● **WHAT NEEDS TO BE DONE**: Restate the data below word for word, omitting pictures.

● **DATASET ENTRIES**:
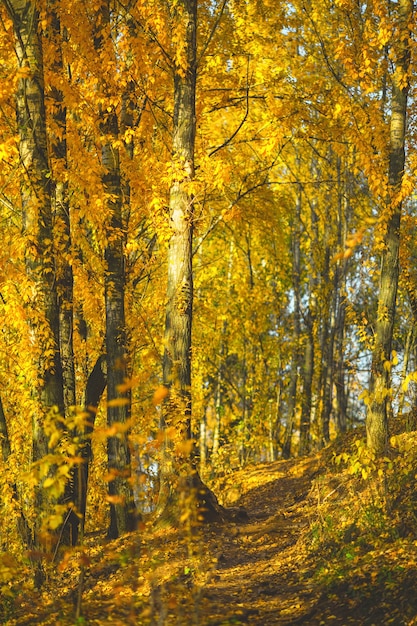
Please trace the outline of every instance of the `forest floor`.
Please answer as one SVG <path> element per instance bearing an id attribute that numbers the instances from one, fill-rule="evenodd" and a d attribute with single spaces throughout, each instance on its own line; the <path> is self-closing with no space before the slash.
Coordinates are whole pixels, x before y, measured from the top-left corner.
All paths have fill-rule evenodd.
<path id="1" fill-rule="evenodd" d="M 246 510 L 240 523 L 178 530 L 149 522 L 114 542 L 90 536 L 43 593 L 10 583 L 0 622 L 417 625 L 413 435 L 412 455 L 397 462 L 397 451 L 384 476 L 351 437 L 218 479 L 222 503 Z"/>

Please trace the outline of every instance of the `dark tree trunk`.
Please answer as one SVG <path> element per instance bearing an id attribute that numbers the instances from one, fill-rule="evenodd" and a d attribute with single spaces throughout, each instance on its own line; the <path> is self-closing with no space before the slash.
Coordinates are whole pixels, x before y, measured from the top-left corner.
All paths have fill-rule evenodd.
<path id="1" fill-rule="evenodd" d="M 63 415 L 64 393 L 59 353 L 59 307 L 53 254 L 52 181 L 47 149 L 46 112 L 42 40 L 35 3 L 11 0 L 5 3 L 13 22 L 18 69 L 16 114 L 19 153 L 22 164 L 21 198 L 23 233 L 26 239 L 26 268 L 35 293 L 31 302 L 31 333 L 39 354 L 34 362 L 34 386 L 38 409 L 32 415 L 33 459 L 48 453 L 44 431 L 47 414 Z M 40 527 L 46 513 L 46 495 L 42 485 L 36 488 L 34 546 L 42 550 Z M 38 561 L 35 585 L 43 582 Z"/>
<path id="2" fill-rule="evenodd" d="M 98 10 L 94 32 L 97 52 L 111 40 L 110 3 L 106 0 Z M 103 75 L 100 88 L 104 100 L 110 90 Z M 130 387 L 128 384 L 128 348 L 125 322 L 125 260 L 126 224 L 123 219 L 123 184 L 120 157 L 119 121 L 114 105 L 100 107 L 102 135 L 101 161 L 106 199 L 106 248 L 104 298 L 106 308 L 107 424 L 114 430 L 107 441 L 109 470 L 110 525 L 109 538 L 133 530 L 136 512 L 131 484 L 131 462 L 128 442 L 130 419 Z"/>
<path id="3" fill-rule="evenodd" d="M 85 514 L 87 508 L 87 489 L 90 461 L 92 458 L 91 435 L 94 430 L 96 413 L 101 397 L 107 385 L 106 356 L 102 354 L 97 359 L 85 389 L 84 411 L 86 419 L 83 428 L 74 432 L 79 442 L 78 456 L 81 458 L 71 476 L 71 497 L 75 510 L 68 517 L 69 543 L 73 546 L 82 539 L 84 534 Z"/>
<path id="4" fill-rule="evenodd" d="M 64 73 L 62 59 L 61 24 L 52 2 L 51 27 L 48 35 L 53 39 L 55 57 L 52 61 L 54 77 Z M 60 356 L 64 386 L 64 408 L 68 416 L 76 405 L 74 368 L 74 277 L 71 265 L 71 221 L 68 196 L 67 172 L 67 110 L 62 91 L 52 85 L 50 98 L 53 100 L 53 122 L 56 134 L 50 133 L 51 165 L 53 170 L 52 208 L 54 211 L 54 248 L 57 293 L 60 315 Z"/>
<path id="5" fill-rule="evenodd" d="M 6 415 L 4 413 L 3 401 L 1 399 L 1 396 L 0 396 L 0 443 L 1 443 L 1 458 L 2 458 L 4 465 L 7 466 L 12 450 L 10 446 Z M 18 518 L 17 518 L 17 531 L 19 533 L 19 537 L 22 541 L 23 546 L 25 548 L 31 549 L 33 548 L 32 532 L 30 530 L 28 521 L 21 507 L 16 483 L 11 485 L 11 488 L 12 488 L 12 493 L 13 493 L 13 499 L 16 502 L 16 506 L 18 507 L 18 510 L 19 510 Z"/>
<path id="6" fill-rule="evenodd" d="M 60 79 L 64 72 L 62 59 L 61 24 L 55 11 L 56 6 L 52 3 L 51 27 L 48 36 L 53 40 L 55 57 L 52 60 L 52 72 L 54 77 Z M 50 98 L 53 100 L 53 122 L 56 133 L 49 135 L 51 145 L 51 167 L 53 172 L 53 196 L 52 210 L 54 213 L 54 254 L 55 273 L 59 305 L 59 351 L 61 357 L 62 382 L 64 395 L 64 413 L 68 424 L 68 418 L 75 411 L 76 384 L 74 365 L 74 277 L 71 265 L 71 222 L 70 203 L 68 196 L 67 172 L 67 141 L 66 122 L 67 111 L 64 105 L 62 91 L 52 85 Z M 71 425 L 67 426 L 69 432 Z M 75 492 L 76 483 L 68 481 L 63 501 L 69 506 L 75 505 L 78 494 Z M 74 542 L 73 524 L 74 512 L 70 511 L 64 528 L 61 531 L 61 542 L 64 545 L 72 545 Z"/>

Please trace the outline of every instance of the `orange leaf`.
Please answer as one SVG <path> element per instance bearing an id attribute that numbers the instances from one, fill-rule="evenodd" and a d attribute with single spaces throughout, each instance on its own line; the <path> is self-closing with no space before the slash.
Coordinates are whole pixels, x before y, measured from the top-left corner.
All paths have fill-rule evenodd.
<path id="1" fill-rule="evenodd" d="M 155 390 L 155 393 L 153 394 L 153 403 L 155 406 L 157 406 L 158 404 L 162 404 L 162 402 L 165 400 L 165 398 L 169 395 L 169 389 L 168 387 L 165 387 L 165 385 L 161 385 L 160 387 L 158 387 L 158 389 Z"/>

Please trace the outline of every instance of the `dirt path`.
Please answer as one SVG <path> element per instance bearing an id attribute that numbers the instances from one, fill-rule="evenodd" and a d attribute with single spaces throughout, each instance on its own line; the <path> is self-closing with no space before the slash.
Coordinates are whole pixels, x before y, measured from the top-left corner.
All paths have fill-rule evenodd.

● **SOLUTION TO THIS EXERCISE**:
Please trace the outline of every instance of the `forest floor`.
Please answer as one SVG <path> element per instance bearing an id attribute that numbers the instances from one, fill-rule="evenodd" and a d attribute with single spaces throughout, each instance on its own line; the <path> is self-closing with no space before the slash.
Coordinates are whole pixels, x before y, measured from the top-left corner.
All paths have fill-rule evenodd.
<path id="1" fill-rule="evenodd" d="M 246 510 L 240 523 L 178 530 L 149 522 L 114 542 L 90 536 L 43 593 L 10 583 L 0 622 L 417 625 L 413 435 L 412 455 L 397 462 L 397 451 L 384 476 L 351 437 L 218 479 L 222 503 Z"/>

Please trace the outline of every instance of the `dark tree trunk`.
Please answer as one SVG <path> element per instance bearing an id attribute that numbers the instances from one, fill-rule="evenodd" and a d attribute with single spaces throughout, each instance on its own line; the <path> is self-closing with no space before the slash.
Coordinates are whole pixels, x before y, measured from the top-left corner.
All paths have fill-rule evenodd.
<path id="1" fill-rule="evenodd" d="M 63 415 L 64 393 L 59 353 L 59 307 L 53 254 L 52 181 L 47 149 L 46 112 L 42 40 L 35 3 L 11 0 L 5 3 L 13 22 L 18 69 L 16 114 L 19 153 L 22 164 L 21 198 L 23 233 L 26 239 L 26 268 L 35 293 L 31 302 L 31 333 L 39 354 L 34 362 L 34 386 L 38 409 L 32 415 L 33 459 L 48 453 L 44 431 L 47 414 Z M 40 527 L 46 513 L 46 495 L 42 485 L 36 488 L 34 546 L 42 550 Z M 38 561 L 35 585 L 43 582 Z"/>
<path id="2" fill-rule="evenodd" d="M 98 10 L 94 32 L 97 52 L 111 40 L 110 3 L 106 0 Z M 103 75 L 100 88 L 104 100 L 110 90 Z M 130 387 L 128 384 L 128 348 L 125 322 L 125 260 L 126 224 L 123 219 L 123 184 L 120 157 L 119 121 L 114 105 L 100 107 L 102 135 L 101 161 L 106 199 L 106 248 L 104 298 L 106 308 L 107 424 L 114 430 L 107 441 L 109 470 L 110 525 L 109 538 L 133 530 L 136 512 L 131 484 L 131 462 L 128 442 L 130 419 Z"/>
<path id="3" fill-rule="evenodd" d="M 85 514 L 87 508 L 87 489 L 90 461 L 92 458 L 91 435 L 94 430 L 96 413 L 101 397 L 107 385 L 106 356 L 102 354 L 97 359 L 85 389 L 84 411 L 86 419 L 83 428 L 74 432 L 79 442 L 78 456 L 81 458 L 71 476 L 71 497 L 75 510 L 68 517 L 69 543 L 73 546 L 82 539 L 84 534 Z"/>
<path id="4" fill-rule="evenodd" d="M 64 73 L 62 59 L 61 24 L 52 2 L 51 27 L 48 35 L 53 39 L 55 57 L 52 61 L 54 77 Z M 60 356 L 64 386 L 64 408 L 68 416 L 76 405 L 74 368 L 74 277 L 71 265 L 71 221 L 68 196 L 67 172 L 67 110 L 62 91 L 52 85 L 50 98 L 53 100 L 53 122 L 56 134 L 50 133 L 51 165 L 53 170 L 52 208 L 54 211 L 54 248 L 57 293 L 60 315 Z"/>
<path id="5" fill-rule="evenodd" d="M 6 415 L 4 413 L 3 401 L 1 399 L 1 396 L 0 396 L 0 443 L 1 443 L 1 458 L 2 458 L 4 465 L 7 466 L 12 450 L 10 446 Z M 18 518 L 17 518 L 17 531 L 19 533 L 19 537 L 22 541 L 23 546 L 25 548 L 31 549 L 33 548 L 32 532 L 30 530 L 28 521 L 21 507 L 16 483 L 11 485 L 11 488 L 12 488 L 12 493 L 13 493 L 13 499 L 16 502 L 16 506 L 18 507 L 18 510 L 19 510 Z"/>
<path id="6" fill-rule="evenodd" d="M 60 79 L 64 72 L 62 59 L 61 24 L 55 11 L 56 6 L 52 3 L 51 27 L 48 36 L 53 40 L 55 57 L 52 60 L 52 72 L 54 77 Z M 50 98 L 53 100 L 53 122 L 56 133 L 49 135 L 51 145 L 51 167 L 53 172 L 53 196 L 52 210 L 54 213 L 54 254 L 55 273 L 59 305 L 59 351 L 61 357 L 62 382 L 64 395 L 64 413 L 68 424 L 68 418 L 75 411 L 76 384 L 74 365 L 74 277 L 71 265 L 71 222 L 70 203 L 68 196 L 67 172 L 67 141 L 66 122 L 67 111 L 64 105 L 62 91 L 52 85 Z M 71 425 L 67 426 L 69 432 Z M 75 492 L 76 483 L 68 481 L 63 501 L 69 506 L 75 505 L 78 494 Z M 74 542 L 73 524 L 74 512 L 70 511 L 64 528 L 61 531 L 61 542 L 64 545 L 72 545 Z"/>

Please trace the outline of every instance of the `orange leaf`.
Please answer as one SVG <path> element per instance bearing an id attribute that numbers the instances from one, fill-rule="evenodd" and a d attribute with single spaces throughout, each instance on its own line; the <path> is self-closing with no space before the slash.
Coordinates are whole pixels, x before y, measured from the top-left corner.
All paths have fill-rule evenodd.
<path id="1" fill-rule="evenodd" d="M 155 390 L 155 393 L 153 394 L 153 403 L 155 406 L 157 406 L 158 404 L 162 404 L 162 402 L 165 400 L 165 398 L 169 395 L 169 389 L 168 387 L 165 387 L 165 385 L 161 385 L 160 387 L 158 387 L 158 389 Z"/>

Please trace the outline of every instance of the `dirt path`.
Please answer as one SVG <path> element per instance bearing an id attribute that numbers the instances from one, fill-rule="evenodd" and a d attribute with single spaces throughout, each instance on its own line; the <path> is self-closing with no space before the slash.
Coordinates are whole pixels, x before y, measured from the top-left corner.
All paths have fill-rule evenodd.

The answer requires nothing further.